# START OF PROVIDED RECORDS

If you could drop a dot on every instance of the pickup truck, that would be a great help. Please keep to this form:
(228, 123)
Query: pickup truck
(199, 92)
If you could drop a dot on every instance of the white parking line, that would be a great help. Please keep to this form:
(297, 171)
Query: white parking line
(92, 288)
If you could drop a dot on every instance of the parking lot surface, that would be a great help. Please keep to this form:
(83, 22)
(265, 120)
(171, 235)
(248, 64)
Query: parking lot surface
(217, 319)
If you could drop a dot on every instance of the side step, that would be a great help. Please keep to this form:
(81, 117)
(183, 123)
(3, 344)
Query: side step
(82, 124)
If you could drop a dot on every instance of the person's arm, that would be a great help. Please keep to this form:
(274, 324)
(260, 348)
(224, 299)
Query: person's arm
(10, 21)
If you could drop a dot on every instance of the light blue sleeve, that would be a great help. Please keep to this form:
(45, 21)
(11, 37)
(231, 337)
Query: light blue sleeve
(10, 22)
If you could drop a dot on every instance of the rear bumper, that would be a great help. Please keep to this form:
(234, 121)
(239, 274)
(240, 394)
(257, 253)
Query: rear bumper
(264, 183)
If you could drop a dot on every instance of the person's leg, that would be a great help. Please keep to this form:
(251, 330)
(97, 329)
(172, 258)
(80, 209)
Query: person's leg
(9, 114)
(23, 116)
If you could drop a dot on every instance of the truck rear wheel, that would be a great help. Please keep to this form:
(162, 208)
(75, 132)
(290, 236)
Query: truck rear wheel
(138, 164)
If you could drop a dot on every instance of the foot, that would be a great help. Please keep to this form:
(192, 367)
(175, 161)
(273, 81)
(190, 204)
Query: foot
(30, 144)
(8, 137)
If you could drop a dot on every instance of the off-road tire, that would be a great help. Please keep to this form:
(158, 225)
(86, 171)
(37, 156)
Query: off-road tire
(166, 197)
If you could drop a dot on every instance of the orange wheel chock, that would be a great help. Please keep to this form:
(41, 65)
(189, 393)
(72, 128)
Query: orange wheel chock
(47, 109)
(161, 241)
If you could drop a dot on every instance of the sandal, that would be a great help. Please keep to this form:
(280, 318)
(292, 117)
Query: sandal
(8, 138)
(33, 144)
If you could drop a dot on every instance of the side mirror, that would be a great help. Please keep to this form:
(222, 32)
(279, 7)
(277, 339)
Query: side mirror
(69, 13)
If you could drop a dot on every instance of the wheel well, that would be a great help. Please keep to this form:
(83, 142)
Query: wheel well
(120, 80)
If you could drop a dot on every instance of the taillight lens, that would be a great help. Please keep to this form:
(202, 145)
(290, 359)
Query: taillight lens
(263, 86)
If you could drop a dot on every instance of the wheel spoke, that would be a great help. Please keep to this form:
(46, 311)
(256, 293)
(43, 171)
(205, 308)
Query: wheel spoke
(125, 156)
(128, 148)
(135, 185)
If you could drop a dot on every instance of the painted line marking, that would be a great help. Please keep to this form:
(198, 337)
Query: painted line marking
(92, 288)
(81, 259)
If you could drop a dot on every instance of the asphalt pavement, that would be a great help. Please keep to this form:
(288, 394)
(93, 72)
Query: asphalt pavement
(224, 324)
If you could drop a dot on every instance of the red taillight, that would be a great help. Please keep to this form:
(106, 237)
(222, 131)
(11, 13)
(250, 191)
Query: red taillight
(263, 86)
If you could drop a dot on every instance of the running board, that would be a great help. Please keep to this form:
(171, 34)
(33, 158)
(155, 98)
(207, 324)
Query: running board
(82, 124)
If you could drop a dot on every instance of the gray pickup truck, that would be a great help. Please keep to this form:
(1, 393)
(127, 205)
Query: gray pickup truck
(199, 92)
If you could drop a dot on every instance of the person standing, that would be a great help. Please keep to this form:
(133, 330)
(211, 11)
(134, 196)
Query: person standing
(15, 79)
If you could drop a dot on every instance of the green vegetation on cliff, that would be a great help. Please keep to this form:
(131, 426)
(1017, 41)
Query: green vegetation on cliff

# END OF PROVIDED RECORDS

__WRITTEN EXERCISE__:
Retype the data in full and match it exactly.

__TASK RESULT__:
If you could drop a dot on every instance of the pickup truck, that would be a great help. Please keep to this form:
(228, 123)
Query: pickup truck
(199, 92)
If you could drop a dot on every instance of the white parking line, that would be a great help. Please keep to this form:
(297, 171)
Query: white parking line
(92, 288)
If you could drop a dot on every instance of the parking lot surface, that would be a great help. Please keep to this form:
(83, 22)
(265, 120)
(171, 235)
(248, 64)
Query: parking lot surface
(217, 319)
If you could drop a dot on every instance of the side step, that would be a great help. Please keep to this form:
(81, 117)
(183, 123)
(3, 344)
Query: side step
(82, 124)
If you could drop a dot on every instance of the person's arm, that would be a great help. Please keep to this form:
(274, 324)
(260, 348)
(224, 299)
Query: person's arm
(10, 21)
If you could drop a dot on every instance of the light blue sleeve, that would be a great help. Please keep to this form:
(45, 21)
(11, 37)
(231, 337)
Query: light blue sleeve
(10, 22)
If you could drop a dot on every instance of the rear bumper, that would be a great help. Please keep to this form:
(234, 121)
(239, 274)
(240, 394)
(257, 253)
Query: rear bumper
(264, 183)
If you could drop a dot on every instance of the person's leg, that would be a great help. Please keep to this form:
(251, 330)
(97, 329)
(172, 258)
(80, 209)
Query: person's leg
(9, 114)
(23, 116)
If you could drop a dot on every instance of the truck rear wheel, that would be a great help. Please keep to this form:
(162, 208)
(75, 132)
(290, 236)
Query: truck rear wheel
(138, 164)
If you could drop a dot on every instance of the foot, that would be a great help. Please keep to this form:
(192, 367)
(175, 161)
(273, 81)
(190, 204)
Query: foot
(30, 144)
(8, 137)
If you could drop a dot on every instance of the off-road tire, that would be a great help. Please keep to this form:
(158, 225)
(86, 171)
(37, 156)
Query: off-road tire
(166, 197)
If you could drop a dot on every instance of the orange wheel chock, that would be a great help. Please keep to this form:
(41, 65)
(189, 393)
(72, 128)
Query: orange wheel chock
(47, 109)
(161, 241)
If you could drop a dot on every instance of the sandal, that would be a great help. Please keep to this form:
(280, 318)
(292, 117)
Query: sandal
(8, 138)
(33, 144)
If you could drop a dot on every instance of the side mirror, that would be a great help. Please keep to this form:
(222, 32)
(279, 7)
(277, 339)
Query: side mirror
(69, 13)
If you could drop a dot on every instance of the wheel well, that would be a great help. Please keep to this form:
(83, 142)
Query: wheel well
(120, 80)
If you could drop a dot on every instance of the taillight lens, that would be a great help. Please keep to this form:
(202, 145)
(290, 359)
Query: taillight lens
(263, 86)
If you could drop a dot on every instance of the wheel spoke, that would be a great help. Please keep to this form:
(46, 311)
(256, 293)
(43, 171)
(205, 308)
Query: wheel spoke
(125, 156)
(128, 148)
(135, 185)
If you could drop a dot on every instance of the painted line marking, that would be a great help. Please keep to this form:
(198, 337)
Query: painted line marking
(92, 288)
(81, 259)
If you could drop a dot on every instance of the asphalt pavement, that would be a great help. Please keep to this form:
(288, 394)
(93, 72)
Query: asphalt pavement
(224, 324)
If you could drop a dot on every instance of the red taillight, that would be a great help. Please keep to this form:
(106, 237)
(222, 131)
(11, 13)
(250, 191)
Query: red taillight
(263, 86)
If you could drop a dot on every instance of the running board, that would be a great help. Please keep to this form:
(171, 34)
(33, 158)
(155, 98)
(207, 324)
Query: running board
(82, 124)
If you could drop a dot on every instance of the gray pickup truck, that would be a great help. Please keep to this form:
(1, 393)
(127, 205)
Query: gray pickup truck
(199, 92)
If you could drop a dot on every instance of the person standing, that would be a great help. Please keep to this form:
(133, 330)
(211, 11)
(134, 196)
Query: person standing
(15, 79)
If you could drop a dot on every instance of the green vegetation on cliff, that would be a great help. Please keep to this form:
(131, 426)
(1017, 41)
Query: green vegetation on cliff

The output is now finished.